Render the listing as a numbered list with blank lines omitted, starting at its first line and ending with the line that contains "208], [148, 224]]", both ends included.

Point annotation dataset records
★ ★ ★

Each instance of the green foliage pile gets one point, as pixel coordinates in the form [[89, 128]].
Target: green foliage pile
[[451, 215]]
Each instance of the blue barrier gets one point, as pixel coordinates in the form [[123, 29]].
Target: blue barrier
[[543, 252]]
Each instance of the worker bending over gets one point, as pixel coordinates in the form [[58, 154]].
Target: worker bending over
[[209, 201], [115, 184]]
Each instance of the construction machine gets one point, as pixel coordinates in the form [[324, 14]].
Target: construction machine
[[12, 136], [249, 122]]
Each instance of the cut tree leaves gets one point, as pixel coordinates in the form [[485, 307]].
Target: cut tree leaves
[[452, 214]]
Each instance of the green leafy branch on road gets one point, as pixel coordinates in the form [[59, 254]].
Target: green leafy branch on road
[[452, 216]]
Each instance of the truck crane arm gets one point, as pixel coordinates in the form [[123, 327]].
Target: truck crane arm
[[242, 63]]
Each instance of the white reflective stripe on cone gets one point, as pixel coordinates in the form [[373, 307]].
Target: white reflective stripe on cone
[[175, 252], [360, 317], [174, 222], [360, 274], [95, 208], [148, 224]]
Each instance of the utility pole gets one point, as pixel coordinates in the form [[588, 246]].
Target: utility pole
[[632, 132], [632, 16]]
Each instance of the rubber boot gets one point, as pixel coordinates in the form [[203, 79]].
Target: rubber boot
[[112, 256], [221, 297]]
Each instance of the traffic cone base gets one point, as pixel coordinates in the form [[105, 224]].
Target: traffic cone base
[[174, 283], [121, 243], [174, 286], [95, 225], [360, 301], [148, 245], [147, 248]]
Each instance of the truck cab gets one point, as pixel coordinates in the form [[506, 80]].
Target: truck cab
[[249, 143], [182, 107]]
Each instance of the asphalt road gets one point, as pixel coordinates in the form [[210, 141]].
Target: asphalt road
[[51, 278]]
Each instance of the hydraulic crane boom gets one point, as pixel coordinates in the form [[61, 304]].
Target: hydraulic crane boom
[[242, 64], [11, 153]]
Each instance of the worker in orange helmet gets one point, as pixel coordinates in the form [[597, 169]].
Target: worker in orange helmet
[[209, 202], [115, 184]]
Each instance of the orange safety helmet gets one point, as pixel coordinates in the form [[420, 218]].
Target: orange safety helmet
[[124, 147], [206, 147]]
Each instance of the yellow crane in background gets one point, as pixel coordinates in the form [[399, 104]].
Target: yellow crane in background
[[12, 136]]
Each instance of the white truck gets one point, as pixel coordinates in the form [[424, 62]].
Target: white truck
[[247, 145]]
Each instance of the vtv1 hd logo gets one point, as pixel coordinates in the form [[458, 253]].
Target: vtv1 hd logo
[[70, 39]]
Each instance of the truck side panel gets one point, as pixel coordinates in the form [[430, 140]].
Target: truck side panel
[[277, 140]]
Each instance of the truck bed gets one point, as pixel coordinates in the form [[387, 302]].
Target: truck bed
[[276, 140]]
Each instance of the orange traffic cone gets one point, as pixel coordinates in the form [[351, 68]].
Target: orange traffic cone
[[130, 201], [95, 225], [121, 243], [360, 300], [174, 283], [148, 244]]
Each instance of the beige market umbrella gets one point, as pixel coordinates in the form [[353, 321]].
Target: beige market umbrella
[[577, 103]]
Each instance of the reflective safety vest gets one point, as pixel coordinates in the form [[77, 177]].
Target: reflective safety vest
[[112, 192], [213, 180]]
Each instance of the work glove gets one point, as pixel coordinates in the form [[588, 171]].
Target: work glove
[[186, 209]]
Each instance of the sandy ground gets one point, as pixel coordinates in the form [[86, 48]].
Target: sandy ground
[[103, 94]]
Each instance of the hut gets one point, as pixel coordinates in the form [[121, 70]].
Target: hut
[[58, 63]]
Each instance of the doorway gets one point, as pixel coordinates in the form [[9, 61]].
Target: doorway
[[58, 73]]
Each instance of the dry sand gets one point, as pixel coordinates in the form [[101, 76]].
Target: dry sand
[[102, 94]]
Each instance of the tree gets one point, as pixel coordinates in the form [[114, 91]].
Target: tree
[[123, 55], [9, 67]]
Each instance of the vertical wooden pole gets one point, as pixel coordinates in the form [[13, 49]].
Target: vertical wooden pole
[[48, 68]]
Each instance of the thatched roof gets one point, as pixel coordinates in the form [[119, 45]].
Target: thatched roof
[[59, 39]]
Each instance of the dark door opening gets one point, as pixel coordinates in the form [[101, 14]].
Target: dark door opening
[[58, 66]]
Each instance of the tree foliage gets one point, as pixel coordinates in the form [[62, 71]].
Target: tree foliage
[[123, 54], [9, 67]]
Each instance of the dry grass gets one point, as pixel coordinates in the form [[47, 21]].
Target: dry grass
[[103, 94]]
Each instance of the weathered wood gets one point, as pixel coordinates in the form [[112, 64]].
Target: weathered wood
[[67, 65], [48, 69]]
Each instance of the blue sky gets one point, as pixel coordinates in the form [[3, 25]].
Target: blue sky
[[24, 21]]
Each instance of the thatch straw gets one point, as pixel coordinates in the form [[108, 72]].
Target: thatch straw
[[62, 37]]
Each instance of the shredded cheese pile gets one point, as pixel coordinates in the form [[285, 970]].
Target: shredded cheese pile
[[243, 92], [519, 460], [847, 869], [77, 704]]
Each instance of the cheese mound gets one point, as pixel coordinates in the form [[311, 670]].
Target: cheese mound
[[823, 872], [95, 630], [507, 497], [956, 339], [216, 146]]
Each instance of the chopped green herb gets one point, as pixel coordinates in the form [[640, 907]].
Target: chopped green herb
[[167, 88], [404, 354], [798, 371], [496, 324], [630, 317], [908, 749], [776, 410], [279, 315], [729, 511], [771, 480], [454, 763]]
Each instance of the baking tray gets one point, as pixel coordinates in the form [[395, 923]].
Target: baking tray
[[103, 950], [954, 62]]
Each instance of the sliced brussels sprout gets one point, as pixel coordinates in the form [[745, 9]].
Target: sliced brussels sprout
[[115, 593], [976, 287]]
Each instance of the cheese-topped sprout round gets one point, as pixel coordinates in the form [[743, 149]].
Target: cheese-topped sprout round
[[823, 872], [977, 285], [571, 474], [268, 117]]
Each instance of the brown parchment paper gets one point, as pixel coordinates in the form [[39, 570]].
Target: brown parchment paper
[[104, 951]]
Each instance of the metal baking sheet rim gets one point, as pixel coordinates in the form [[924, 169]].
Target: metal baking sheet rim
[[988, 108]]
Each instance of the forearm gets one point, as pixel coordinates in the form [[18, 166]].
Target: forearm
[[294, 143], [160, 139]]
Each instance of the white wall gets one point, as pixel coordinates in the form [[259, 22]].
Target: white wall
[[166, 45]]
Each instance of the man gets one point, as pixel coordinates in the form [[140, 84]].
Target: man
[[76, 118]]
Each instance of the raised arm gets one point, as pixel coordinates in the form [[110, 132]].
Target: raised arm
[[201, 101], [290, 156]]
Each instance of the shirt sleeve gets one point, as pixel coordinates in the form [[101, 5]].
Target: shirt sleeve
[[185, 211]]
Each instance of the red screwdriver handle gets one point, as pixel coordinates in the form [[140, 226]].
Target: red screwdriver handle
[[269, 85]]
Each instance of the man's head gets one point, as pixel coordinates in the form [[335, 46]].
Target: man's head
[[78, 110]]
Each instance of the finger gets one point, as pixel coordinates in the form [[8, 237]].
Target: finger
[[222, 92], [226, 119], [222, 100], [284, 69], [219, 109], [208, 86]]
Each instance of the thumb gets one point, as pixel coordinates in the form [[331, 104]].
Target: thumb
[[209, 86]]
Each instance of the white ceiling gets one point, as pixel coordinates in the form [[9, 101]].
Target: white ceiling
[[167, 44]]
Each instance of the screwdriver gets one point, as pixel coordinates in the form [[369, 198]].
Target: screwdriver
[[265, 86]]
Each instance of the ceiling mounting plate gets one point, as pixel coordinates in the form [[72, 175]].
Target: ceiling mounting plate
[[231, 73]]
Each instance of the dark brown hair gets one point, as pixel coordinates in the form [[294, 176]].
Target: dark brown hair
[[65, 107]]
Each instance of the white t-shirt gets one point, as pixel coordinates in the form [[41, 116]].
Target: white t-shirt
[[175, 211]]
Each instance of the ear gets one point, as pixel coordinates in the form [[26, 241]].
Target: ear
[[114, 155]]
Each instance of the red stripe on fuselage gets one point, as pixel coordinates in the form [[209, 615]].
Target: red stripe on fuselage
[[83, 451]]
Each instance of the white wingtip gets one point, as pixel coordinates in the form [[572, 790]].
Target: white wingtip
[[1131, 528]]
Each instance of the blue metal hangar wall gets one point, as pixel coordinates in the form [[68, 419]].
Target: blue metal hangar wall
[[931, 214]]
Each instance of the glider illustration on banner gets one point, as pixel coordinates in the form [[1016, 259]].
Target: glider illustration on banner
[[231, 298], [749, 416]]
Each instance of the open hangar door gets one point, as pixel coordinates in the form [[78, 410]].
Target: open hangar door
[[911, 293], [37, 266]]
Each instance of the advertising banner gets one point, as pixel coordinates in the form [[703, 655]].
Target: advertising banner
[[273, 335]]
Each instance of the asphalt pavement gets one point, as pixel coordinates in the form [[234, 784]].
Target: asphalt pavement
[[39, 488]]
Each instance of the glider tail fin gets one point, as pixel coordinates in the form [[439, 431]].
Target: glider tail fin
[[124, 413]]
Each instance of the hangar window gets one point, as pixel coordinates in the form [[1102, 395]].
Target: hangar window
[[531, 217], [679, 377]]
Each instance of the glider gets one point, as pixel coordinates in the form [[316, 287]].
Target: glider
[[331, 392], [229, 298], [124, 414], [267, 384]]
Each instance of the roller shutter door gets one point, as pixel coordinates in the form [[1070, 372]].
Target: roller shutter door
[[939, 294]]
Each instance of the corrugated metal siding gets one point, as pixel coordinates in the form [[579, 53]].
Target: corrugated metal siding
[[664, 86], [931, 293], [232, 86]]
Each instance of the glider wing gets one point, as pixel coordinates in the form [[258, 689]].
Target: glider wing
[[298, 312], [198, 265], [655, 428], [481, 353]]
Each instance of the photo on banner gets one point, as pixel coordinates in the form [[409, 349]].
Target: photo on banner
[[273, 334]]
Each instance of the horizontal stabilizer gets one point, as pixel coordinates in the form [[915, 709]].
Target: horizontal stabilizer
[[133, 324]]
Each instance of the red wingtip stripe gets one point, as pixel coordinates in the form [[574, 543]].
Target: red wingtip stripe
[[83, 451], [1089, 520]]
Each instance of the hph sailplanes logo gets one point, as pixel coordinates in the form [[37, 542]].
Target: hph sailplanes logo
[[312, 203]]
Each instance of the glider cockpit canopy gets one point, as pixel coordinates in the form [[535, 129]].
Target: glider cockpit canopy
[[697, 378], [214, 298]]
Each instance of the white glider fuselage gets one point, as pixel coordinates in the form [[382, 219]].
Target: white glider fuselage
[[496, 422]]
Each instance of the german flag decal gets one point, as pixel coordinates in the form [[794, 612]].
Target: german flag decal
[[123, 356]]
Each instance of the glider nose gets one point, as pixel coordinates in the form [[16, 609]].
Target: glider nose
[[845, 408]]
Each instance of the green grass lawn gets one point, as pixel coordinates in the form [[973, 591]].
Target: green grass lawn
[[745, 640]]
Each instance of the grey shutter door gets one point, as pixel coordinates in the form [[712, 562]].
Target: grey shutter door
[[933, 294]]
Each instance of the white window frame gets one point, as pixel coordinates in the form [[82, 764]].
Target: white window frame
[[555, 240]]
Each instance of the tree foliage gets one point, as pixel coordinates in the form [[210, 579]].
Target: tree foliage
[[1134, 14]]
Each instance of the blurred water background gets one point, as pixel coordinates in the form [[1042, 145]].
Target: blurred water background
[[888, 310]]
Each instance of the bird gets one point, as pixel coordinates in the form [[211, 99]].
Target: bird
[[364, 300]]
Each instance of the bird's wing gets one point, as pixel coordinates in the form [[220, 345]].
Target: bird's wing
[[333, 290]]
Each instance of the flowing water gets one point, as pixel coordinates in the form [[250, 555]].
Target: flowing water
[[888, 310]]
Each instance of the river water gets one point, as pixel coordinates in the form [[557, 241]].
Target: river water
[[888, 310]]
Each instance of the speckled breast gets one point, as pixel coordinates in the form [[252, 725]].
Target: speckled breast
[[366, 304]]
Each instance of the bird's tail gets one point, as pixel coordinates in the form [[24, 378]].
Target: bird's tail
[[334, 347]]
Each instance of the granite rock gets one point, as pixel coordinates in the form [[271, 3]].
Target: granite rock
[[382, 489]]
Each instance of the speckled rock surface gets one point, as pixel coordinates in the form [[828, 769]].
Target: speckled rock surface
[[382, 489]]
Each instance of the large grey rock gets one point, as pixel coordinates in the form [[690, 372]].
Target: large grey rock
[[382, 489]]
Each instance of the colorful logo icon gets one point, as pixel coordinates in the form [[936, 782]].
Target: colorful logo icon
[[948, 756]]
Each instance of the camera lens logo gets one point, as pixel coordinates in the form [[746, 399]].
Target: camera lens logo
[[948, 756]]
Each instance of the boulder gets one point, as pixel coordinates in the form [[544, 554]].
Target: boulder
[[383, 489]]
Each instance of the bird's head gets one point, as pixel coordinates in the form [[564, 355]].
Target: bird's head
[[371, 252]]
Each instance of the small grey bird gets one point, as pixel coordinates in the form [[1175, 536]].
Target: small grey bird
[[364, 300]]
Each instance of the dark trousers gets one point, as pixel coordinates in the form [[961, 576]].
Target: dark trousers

★ ★ ★

* _Answer to this task_
1. Each instance of the green foliage pile gets one point, as pixel coordinates in the form [[89, 128]].
2. Target: green foliage pile
3. [[451, 215]]
4. Each instance of the blue barrier gets one point, as pixel coordinates in the form [[123, 29]].
5. Target: blue barrier
6. [[543, 252]]
7. Each instance of the worker bending over gets one point, as pixel coordinates in the form [[58, 154]].
8. Target: worker bending over
9. [[209, 201], [115, 184]]
10. Each instance of the construction machine gets one point, as pixel coordinates in the form [[324, 14]].
11. Target: construction machine
12. [[12, 136], [249, 122]]
13. Each instance of the cut tree leaves gets one point, as pixel coordinates in the form [[485, 307]].
14. Target: cut tree leaves
15. [[452, 214]]
16. Each instance of the green leafy branch on road gets one point, as pixel coordinates in the form [[59, 254]].
17. Target: green leafy branch on road
18. [[452, 216]]
19. Each instance of the truck crane arm gets one point, as pixel coordinates in the form [[123, 327]].
20. Target: truck crane arm
21. [[242, 63]]
22. Each instance of the white reflective stripe on cone gets one point, as pixel coordinates in the form [[373, 307]].
23. Target: white reflective stripe on cone
24. [[175, 252], [360, 317], [174, 222], [360, 274], [95, 208], [148, 224]]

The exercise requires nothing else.